## Exercise requirements
Please give the listing again, word for word, with nothing left out.

## Supplied data
====

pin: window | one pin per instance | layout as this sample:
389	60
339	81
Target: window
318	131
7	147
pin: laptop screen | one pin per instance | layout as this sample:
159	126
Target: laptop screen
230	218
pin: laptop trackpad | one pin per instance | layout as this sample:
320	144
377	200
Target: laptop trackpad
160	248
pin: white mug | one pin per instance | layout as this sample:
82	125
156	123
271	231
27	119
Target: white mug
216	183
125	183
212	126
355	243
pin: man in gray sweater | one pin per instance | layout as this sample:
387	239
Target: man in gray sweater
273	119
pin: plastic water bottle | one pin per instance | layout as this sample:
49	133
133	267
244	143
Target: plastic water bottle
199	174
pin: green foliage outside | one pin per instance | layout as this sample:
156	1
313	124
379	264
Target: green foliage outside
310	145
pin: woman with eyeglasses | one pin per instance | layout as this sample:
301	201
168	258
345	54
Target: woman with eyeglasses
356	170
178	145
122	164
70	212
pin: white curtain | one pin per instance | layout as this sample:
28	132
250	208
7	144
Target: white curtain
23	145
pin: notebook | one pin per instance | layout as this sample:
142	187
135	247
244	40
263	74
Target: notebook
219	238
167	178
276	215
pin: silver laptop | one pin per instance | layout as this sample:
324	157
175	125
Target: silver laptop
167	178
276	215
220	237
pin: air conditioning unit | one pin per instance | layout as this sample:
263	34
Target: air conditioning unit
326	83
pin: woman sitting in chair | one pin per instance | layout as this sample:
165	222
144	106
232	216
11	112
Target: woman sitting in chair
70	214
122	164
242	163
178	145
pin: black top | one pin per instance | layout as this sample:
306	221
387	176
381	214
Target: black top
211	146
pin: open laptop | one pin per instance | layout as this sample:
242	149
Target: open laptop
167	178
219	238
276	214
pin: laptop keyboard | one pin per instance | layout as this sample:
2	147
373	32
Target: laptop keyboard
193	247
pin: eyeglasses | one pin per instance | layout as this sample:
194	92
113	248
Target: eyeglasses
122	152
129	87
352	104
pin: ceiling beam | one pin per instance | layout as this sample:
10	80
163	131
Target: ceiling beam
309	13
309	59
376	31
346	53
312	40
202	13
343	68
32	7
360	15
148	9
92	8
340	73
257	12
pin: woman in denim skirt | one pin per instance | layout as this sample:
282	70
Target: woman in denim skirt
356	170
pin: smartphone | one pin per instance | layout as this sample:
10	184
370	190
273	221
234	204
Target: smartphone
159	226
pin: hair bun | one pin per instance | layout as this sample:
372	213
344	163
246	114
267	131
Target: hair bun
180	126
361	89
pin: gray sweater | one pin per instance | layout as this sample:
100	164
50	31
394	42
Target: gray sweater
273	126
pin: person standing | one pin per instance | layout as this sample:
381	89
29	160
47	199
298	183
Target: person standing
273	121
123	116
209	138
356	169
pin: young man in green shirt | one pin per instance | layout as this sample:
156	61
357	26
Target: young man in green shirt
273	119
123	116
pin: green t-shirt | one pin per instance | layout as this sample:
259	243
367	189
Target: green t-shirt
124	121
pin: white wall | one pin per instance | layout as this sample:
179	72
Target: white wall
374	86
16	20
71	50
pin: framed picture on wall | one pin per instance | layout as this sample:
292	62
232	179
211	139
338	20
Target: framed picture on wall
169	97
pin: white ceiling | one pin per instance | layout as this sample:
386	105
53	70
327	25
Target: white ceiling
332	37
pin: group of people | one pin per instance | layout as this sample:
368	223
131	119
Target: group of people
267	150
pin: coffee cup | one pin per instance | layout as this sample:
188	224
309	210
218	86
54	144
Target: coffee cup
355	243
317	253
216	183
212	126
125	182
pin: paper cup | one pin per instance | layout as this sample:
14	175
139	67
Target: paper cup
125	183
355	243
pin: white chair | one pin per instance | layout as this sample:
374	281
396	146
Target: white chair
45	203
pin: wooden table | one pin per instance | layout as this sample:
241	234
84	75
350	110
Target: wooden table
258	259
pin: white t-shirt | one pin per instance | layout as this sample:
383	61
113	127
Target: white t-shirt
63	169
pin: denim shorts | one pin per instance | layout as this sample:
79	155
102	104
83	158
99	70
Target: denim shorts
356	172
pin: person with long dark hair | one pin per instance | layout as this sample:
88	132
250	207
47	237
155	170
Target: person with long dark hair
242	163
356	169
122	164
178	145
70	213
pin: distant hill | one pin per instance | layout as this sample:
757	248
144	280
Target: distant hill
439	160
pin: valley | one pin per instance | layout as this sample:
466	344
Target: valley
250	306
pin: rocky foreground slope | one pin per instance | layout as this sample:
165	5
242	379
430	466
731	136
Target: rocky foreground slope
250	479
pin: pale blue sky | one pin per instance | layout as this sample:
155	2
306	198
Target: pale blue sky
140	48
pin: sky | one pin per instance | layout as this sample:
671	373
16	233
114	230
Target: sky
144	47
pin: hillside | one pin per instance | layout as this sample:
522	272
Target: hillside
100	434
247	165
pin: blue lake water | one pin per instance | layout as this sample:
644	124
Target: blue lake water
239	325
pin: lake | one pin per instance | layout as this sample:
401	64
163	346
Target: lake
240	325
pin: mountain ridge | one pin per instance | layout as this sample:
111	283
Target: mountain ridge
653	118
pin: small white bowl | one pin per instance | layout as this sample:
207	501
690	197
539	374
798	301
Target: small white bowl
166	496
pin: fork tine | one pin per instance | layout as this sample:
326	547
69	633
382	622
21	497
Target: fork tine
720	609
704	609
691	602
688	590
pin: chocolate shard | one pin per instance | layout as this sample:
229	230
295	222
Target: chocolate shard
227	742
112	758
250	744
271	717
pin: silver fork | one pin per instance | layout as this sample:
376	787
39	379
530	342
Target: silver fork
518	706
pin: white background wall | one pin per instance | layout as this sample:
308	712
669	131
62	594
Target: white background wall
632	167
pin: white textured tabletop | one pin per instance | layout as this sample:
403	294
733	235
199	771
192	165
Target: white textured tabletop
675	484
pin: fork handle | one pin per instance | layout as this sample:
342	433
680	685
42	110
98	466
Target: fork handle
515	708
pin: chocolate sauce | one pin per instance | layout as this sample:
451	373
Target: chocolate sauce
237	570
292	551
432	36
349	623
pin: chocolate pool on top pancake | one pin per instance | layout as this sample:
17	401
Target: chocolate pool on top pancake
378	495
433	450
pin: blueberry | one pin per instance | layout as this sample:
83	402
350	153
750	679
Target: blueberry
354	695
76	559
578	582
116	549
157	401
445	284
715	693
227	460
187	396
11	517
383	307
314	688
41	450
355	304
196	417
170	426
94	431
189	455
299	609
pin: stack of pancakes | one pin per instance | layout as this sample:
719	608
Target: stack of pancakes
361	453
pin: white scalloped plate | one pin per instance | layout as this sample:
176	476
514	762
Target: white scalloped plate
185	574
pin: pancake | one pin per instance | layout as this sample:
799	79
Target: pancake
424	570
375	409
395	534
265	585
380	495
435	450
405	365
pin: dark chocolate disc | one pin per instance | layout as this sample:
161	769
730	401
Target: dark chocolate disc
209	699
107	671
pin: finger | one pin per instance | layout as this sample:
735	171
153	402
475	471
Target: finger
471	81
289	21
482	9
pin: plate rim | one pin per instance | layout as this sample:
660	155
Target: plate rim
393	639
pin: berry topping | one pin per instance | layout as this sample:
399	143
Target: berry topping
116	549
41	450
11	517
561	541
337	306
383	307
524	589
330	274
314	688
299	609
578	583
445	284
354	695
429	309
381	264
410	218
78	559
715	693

====

## Written reply
pin: window | one pin per instance | layout as this sample:
389	60
339	81
Target: window
318	131
7	147
pin: laptop screen | one pin per instance | layout as this sample:
159	126
Target: laptop screen
230	218
pin: laptop trackpad | one pin per instance | layout as this sample:
320	144
377	200
Target: laptop trackpad
160	248
pin: white mug | one pin per instance | layout as this sample:
82	125
156	123
271	231
27	119
Target: white mug
216	183
125	183
212	126
355	243
pin: man in gray sweater | one pin per instance | layout as this sample:
387	239
Target: man in gray sweater
273	119
pin: plastic water bottle | one pin per instance | layout as this sample:
49	133
133	267
244	143
Target: plastic water bottle
199	174
pin: green foliage outside | one pin per instance | layout as this sample:
156	1
313	124
379	264
Target: green foliage outside
310	145
pin: woman with eyeglasses | one pin per instance | layout as this sample:
301	201
168	258
345	54
Target: woman with eyeglasses
356	170
178	145
122	164
70	212
pin: white curtain | one pin per instance | layout as this sample:
28	132
250	208
7	144
Target: white curtain
23	145
pin: notebook | one pin per instance | layout as this sample:
142	187
135	247
244	40
263	74
Target: notebook
219	238
167	178
276	215
pin: silver laptop | one pin per instance | layout as this sample:
324	157
175	125
Target: silver laptop
167	178
276	215
220	237
pin: air conditioning unit | one pin per instance | layout as this sample:
263	34
Target: air conditioning unit
326	83
pin: woman sitting in chair | one pin per instance | layout as this sample:
165	222
144	106
232	216
11	112
Target: woman sitting in chair
70	214
122	164
242	163
178	145
pin: black top | one pin per instance | layout as this sample:
306	221
387	176
381	214
Target: black top
211	146
pin: open laptop | one pin per instance | layout as this sample:
242	149
Target: open laptop
167	178
219	238
276	214
pin: laptop keyboard | one pin per instance | layout as this sample:
2	147
373	32
Target: laptop keyboard
193	247
pin: eyeglasses | one pin per instance | layout as this sample:
194	92
113	248
Target: eyeglasses
122	152
129	87
352	104
pin: ceiling beam | one pin per instance | layout as this sample:
10	80
163	131
Target: ceiling beam
309	13
309	59
376	31
346	53
312	40
202	13
343	68
32	7
360	15
148	9
92	8
340	73
257	12
pin: woman in denim skirt | one pin per instance | layout as this sample:
282	70
Target: woman in denim skirt
356	170
pin: smartphone | one pin per instance | layout as this sample:
10	184
370	190
273	221
234	204
Target: smartphone
159	226
pin: hair bun | one pin per instance | layout as this sample:
372	213
344	163
246	114
267	131
Target: hair bun
180	126
361	89
pin: gray sweater | one pin per instance | layout as this sample:
100	164
50	31
394	42
Target: gray sweater
273	126
pin: person standing | one pin per instance | layout as this sample:
381	89
29	160
47	199
298	183
Target: person standing
273	121
123	116
209	138
356	169
pin: young man in green shirt | one pin per instance | layout as this sample:
156	61
357	26
Target: young man in green shirt
273	119
123	116
pin: green t-shirt | one pin per instance | layout as this sample:
259	243
367	189
Target: green t-shirt
124	121
pin: white wall | one pin per instance | layout as this sample:
179	72
Target: white wall
374	86
16	20
71	50
pin: framed picture on wall | one pin per instance | layout as this sample:
292	62
232	179
211	139
338	20
Target: framed picture on wall
169	97
pin: white ceiling | one pin per instance | layout as this sample:
386	105
53	70
327	25
Target: white ceiling
332	37
pin: group of people | one pin per instance | layout as this sample:
368	223
131	119
Target: group of people
267	150
pin: coffee cup | one pin per instance | layout as this sample:
188	224
309	210
218	86
54	144
Target: coffee cup
355	243
317	253
216	183
212	126
125	182
pin: paper cup | one pin per instance | layout as this sample:
14	175
139	67
Target: paper cup
125	183
355	243
pin: white chair | one pin per instance | layout as this sample:
374	281
396	146
Target: white chair
45	203
pin: wooden table | one pin per instance | layout as this sample:
241	234
84	75
350	110
Target: wooden table
258	259
pin: white t-shirt | one pin per instance | layout as this sample:
383	61
113	127
Target: white t-shirt
63	169
pin: denim shorts | one pin per instance | layout as this sample:
79	155
102	104
83	158
99	70
Target: denim shorts
356	172
pin: person with long dark hair | one pin per instance | layout as this sample:
88	132
250	207
47	237
155	170
Target: person with long dark hair
242	163
356	169
122	164
178	145
70	213
pin: distant hill | one pin per instance | layout as this sample:
757	248
144	280
Target: distant hill
439	160
pin: valley | one pin per instance | layout as this sample:
466	344
Target: valley
250	306
pin: rocky foreground slope | one pin per instance | layout as this sample:
165	5
242	379
430	466
731	136
Target: rocky foreground slope
250	479
pin: pale blue sky | one pin per instance | layout as this sample:
155	2
306	198
Target: pale blue sky
140	48
pin: sky | one pin per instance | layout as this sample:
671	373
16	233
114	230
Target: sky
144	47
pin: hillside | one pin per instance | layout as this sample:
522	272
Target: hillside
100	434
247	165
pin: blue lake water | one pin per instance | layout as this sample:
644	124
Target: blue lake water
239	325
pin: lake | one pin per instance | layout as this sample:
401	64
163	346
Target: lake
240	325
pin: mountain ridge | one pin per instance | layout as this sample:
111	283
Target: mountain ridge
653	118
pin: small white bowl | one pin per instance | layout as this sample:
207	501
690	197
539	374
798	301
Target: small white bowl
166	496
pin: fork tine | one pin per instance | layout as this sample:
326	547
69	633
382	622
21	497
Target: fork tine
720	609
704	609
691	602
688	590
pin: chocolate shard | one pin per instance | layout as this sample:
229	230
295	222
Target: chocolate shard
227	742
112	758
250	744
271	717
pin: silver fork | one pin per instance | layout as this sample:
376	787
39	379
530	342
Target: silver fork
518	706
pin: white background wall | one pin per instance | layout as this sample:
308	712
669	131
62	594
Target: white background wall
632	167
pin: white textured tabletop | one pin per instance | layout as this sample:
403	294
733	235
199	771
192	165
Target: white textured tabletop
675	484
pin: fork handle | one pin per instance | layout as this sample:
342	433
680	685
42	110
98	466
Target: fork handle
515	708
pin: chocolate sauce | one pin per instance | layout as this sample:
451	373
Target: chocolate sauce
237	570
292	551
432	36
349	623
pin: chocolate pool on top pancake | one pin per instance | layout as this sample:
17	401
Target: chocolate pool on top pancake
378	495
433	450
pin: blueberry | one pin per instance | layout as this sample:
83	402
350	153
750	679
Target: blueberry
354	695
76	559
578	582
116	549
157	401
445	284
715	693
227	460
187	396
11	517
383	307
314	688
41	450
355	304
196	417
170	426
94	431
189	455
299	609
pin: stack of pancakes | one pin per instance | layout as this sample:
719	608
Target: stack of pancakes
361	453
pin: white scalloped plate | one pin per instance | layout as this sample:
176	476
514	762
Target: white scalloped plate
185	574
pin: pancake | one pin per instance | layout as this sample:
799	79
Target: pancake
424	570
375	409
395	534
265	585
380	495
435	450
405	365
pin: dark chocolate disc | one pin per instance | layout as this sample:
161	769
730	401
Target: dark chocolate disc
209	699
107	671
pin: finger | one pin per instance | layout as this sample:
735	171
153	402
475	471
Target: finger
471	81
289	21
482	9
pin: plate rim | one pin per instance | layout as this sample:
660	155
Target: plate rim
393	639
pin: berry topping | one pin per instance | layout as this sample:
399	143
Target: berry topping
116	549
41	450
11	517
561	541
337	306
383	307
524	589
330	274
314	688
299	609
578	583
445	284
354	695
429	309
381	264
410	218
78	559
715	693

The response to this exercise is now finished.